Filter the records below and copy every line that contains the string "blue". Case counts.

**Exercise materials**.

***

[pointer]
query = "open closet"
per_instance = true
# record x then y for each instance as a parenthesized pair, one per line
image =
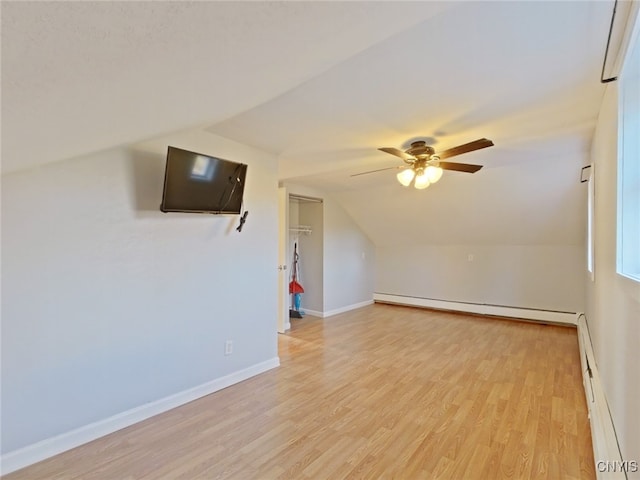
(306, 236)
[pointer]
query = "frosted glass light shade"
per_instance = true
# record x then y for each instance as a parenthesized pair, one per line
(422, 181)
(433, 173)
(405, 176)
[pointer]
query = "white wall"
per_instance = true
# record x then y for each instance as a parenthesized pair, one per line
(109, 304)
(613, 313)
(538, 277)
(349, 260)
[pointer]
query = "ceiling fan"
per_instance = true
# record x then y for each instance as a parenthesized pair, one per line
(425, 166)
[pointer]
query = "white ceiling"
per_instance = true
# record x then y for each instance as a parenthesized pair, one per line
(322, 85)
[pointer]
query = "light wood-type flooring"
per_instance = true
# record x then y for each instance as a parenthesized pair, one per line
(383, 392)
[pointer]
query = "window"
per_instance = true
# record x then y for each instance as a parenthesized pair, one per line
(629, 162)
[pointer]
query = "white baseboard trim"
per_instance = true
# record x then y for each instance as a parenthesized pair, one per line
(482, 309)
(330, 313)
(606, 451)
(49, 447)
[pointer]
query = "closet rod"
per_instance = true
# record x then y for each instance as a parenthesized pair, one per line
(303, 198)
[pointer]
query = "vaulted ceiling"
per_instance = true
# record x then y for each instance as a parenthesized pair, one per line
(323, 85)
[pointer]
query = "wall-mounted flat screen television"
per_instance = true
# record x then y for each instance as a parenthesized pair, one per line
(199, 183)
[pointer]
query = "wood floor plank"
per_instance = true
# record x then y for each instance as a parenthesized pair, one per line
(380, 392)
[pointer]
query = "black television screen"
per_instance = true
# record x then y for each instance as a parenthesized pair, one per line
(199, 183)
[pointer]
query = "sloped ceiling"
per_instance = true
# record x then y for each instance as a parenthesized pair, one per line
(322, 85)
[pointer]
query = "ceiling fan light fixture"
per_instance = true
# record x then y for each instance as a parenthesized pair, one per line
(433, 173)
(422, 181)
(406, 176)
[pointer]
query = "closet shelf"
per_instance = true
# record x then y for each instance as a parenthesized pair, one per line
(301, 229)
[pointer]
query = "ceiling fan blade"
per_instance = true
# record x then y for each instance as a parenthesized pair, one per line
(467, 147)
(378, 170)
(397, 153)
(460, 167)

***

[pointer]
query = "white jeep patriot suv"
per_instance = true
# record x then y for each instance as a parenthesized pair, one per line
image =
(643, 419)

***

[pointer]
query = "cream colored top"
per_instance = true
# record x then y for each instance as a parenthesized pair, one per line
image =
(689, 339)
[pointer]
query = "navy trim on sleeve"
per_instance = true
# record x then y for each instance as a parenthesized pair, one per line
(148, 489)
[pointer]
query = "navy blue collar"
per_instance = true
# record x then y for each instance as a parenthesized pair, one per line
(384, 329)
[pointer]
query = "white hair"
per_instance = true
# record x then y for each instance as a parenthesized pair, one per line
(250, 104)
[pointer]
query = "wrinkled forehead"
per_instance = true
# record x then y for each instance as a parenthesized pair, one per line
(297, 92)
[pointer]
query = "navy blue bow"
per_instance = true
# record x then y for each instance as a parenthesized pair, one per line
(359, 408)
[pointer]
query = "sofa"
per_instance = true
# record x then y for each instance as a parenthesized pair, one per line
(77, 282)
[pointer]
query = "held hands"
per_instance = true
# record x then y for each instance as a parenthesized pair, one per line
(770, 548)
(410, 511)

***

**Full response**.
query = "navy blue collar"
query = "navy blue bow"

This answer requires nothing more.